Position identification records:
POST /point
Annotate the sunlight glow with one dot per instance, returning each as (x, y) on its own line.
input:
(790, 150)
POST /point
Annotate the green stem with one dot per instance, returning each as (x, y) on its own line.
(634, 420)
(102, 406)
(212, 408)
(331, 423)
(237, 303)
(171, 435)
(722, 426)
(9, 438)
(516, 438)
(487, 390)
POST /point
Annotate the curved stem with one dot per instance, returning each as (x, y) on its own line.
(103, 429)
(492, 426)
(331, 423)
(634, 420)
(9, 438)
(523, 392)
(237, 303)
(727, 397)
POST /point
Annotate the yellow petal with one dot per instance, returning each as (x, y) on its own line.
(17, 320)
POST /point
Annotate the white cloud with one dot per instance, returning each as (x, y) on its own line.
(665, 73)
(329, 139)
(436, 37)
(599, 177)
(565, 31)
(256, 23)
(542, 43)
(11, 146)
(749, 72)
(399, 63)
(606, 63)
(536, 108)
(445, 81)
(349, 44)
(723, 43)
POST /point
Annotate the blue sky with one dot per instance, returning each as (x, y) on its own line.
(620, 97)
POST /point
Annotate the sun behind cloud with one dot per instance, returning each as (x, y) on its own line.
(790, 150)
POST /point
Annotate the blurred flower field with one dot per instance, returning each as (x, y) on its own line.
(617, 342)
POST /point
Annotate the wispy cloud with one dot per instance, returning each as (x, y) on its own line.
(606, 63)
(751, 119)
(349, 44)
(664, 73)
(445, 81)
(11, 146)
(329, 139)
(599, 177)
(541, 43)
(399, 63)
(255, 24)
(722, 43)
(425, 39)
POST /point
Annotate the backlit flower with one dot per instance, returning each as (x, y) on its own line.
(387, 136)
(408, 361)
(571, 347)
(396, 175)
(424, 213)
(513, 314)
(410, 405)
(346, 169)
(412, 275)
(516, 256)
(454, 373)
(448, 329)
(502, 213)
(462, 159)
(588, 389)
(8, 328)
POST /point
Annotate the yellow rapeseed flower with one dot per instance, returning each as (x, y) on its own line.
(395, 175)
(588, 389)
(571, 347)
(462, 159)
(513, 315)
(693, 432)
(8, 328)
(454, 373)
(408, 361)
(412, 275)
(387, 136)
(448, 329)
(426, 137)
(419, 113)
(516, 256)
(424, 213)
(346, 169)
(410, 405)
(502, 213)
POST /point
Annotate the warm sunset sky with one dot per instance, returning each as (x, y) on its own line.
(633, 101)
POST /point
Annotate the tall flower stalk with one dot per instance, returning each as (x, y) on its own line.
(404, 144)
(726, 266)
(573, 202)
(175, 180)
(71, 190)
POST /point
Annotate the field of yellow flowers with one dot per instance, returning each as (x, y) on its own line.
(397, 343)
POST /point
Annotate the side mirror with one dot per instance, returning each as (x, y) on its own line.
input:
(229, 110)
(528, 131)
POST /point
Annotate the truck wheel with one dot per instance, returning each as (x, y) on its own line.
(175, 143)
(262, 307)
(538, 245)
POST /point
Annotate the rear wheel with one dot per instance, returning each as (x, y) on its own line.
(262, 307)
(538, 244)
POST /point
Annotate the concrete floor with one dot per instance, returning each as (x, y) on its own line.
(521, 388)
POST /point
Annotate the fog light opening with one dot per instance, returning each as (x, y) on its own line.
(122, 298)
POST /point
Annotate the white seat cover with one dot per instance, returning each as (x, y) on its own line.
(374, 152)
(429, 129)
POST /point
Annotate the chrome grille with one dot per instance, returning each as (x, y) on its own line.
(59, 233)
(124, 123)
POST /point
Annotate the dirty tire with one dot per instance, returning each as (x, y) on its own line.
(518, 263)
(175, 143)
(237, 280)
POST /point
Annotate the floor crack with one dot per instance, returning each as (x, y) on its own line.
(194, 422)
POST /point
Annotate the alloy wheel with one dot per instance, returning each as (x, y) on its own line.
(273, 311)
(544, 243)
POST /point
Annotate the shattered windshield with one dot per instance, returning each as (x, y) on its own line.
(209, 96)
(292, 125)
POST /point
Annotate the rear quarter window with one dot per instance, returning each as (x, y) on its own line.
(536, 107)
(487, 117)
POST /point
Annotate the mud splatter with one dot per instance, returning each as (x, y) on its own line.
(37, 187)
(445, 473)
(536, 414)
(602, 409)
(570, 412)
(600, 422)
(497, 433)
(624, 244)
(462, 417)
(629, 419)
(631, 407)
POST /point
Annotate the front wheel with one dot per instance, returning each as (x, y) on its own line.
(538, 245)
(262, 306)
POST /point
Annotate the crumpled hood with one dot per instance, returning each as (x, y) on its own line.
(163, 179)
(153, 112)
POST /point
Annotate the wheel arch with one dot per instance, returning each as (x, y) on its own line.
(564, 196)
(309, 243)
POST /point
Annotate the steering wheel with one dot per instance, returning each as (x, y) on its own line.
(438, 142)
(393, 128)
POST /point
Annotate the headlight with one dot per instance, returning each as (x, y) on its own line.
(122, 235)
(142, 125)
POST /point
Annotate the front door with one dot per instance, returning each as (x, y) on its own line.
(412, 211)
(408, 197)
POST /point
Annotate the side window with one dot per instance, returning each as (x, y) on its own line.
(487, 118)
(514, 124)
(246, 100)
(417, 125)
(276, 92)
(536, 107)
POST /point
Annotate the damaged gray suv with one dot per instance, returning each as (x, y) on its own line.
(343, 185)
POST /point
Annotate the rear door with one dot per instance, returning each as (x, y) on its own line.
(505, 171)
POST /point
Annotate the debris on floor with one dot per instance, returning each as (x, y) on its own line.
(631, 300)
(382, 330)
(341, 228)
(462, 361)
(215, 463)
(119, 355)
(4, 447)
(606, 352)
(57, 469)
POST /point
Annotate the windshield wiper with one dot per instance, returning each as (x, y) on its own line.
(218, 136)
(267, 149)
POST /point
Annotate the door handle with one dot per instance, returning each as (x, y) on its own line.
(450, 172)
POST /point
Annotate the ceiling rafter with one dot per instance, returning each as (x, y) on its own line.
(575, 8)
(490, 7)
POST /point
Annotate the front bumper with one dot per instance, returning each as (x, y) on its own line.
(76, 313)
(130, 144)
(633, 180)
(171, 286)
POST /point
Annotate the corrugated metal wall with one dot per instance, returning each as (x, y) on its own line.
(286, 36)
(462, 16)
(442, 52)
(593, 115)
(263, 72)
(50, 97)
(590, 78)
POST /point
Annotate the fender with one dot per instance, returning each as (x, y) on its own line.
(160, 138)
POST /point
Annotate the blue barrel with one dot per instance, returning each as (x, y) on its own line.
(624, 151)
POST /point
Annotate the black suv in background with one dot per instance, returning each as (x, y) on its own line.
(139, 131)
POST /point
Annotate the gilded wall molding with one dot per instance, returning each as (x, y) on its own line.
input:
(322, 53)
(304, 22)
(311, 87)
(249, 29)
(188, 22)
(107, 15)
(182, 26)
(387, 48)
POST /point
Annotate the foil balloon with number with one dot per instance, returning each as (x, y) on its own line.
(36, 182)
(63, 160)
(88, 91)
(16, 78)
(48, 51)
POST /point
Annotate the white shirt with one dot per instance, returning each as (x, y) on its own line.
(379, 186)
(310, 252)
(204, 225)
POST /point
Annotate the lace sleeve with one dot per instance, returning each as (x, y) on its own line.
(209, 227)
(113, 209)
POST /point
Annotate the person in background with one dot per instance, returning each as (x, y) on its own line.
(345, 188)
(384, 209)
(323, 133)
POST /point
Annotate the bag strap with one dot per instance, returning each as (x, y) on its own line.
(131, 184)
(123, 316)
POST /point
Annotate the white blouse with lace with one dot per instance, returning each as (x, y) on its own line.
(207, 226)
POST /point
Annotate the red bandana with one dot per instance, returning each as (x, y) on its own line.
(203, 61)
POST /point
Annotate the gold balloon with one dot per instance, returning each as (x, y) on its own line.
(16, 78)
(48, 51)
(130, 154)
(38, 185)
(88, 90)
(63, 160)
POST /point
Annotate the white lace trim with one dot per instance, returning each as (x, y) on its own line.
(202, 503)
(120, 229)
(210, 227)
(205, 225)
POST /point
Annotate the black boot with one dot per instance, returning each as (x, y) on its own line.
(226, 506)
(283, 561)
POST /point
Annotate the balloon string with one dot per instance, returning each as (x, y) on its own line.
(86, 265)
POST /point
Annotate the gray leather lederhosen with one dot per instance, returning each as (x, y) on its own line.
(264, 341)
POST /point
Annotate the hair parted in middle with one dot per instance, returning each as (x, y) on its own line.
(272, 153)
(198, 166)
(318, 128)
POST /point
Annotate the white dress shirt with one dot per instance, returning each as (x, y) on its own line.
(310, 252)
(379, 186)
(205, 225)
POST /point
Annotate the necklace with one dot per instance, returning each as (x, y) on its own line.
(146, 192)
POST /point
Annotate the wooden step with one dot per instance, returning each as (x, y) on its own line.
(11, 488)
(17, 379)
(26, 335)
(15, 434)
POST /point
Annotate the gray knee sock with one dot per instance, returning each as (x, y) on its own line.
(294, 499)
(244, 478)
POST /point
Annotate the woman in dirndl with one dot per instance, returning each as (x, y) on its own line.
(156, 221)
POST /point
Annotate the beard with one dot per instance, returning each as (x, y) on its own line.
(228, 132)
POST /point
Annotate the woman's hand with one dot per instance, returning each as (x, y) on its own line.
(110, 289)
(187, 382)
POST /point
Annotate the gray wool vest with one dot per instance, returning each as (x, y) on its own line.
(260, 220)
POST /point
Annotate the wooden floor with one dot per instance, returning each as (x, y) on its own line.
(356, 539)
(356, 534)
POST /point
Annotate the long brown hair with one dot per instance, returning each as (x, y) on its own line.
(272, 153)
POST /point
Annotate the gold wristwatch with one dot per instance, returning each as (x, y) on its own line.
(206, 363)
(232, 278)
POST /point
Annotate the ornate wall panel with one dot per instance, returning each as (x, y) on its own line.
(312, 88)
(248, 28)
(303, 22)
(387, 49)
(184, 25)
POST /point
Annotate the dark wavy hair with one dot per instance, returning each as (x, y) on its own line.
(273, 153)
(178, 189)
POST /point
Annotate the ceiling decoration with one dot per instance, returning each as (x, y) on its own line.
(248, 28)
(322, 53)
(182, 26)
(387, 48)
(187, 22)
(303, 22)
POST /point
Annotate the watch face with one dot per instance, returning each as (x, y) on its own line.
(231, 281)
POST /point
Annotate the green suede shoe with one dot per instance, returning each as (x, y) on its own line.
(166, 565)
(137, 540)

▸ WRITTEN EXERCISE: Pull out each line above that includes the string "stem", matching case.

▸ REPLY TO THE EXERCISE:
Annotate the green stem with one dot per instance, returning each as (x, y) on its own line.
Annotate the curved stem with one dot per instance, returning each as (x, y) on its own line.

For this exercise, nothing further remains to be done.